**Task**
I'd like every record given again exactly, please.

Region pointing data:

....................

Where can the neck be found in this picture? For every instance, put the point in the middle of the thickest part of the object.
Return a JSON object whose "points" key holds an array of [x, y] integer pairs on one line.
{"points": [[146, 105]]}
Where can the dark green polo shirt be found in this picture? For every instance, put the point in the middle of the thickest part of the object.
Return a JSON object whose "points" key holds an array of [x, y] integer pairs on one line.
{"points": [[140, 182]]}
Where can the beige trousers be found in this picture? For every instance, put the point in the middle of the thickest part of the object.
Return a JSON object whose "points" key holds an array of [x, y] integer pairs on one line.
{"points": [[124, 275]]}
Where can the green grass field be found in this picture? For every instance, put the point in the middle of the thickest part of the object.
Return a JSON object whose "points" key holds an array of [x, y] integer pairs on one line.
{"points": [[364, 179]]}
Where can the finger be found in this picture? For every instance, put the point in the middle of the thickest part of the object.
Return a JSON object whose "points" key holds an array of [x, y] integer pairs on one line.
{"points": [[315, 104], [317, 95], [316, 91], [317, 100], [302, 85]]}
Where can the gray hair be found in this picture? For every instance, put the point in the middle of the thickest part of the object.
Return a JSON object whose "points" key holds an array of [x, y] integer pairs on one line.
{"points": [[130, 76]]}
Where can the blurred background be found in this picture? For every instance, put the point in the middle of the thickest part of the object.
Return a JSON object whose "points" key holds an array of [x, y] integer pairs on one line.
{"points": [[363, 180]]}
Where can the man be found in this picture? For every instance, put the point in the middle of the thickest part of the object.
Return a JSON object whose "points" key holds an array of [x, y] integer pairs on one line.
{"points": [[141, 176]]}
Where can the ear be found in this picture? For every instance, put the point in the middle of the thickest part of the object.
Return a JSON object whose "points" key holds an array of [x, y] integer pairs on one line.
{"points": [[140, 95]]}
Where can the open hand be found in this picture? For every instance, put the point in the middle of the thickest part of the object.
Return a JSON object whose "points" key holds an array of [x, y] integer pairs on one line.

....................

**Response area**
Where can the neck be found in this picture? For every instance, put the point in the middle of the thickest part of the object.
Return a JSON object whose "points" key holds an array of [x, y] integer pairs on one line.
{"points": [[146, 105]]}
Where can the dark green polo shirt be found in this picture? For every instance, put the point in the middle of the thickest part of the object.
Return a JSON object whose "points" key holds an array of [x, y] integer pairs on one line.
{"points": [[140, 182]]}
Where can the beige trousers be found in this picture? For every instance, put the point in the middle of the thickest part of the object.
Return a JSON object whose "points" key holds an array of [x, y] integer pairs on one line.
{"points": [[124, 275]]}
Where can the green grass field be found in this picture? For every instance, put the point in the middle of the thickest part of the object.
Return a JSON object whose "points" key holds an array of [x, y] integer pairs on one line.
{"points": [[364, 179]]}
Where can the finger be found in this picture? For every instance, put the point in the middle of the thickest part of the object.
Return a JSON object whose "points" key holds an array of [x, y] integer pairs on one line.
{"points": [[315, 104], [317, 95], [316, 91], [317, 100], [302, 85]]}
Where can the gray hair be found in this picture? For every instance, put the point in the middle of the thickest part of the object.
Return a JSON object whose "points" key holds an array of [x, y] integer pairs on one line.
{"points": [[130, 76]]}
Where can the blurred background be found in this picture? For every instance, put the point in the middle of the thickest part of the object.
Return a JSON object whose "points" key holds an array of [x, y] integer pairs on one line.
{"points": [[363, 180]]}
Where can the man be found in this picture? For every instance, put the point in the middle of the thickest part of the object.
Return a JSON object whose "points" key holds an array of [x, y] integer pairs on one line.
{"points": [[141, 176]]}
Where can the ear be found in this picture? For every instance, put the point in the middle of the thickest part of the object.
Return a JSON object whose "points" key holds an array of [x, y] integer pairs on one line.
{"points": [[140, 95]]}
Where can the open hand be found in this picture? For every instance, put the point in the middle of the thickest part of the object.
Return a JSON object whose "points" key holds an array of [x, y] integer pairs on one line.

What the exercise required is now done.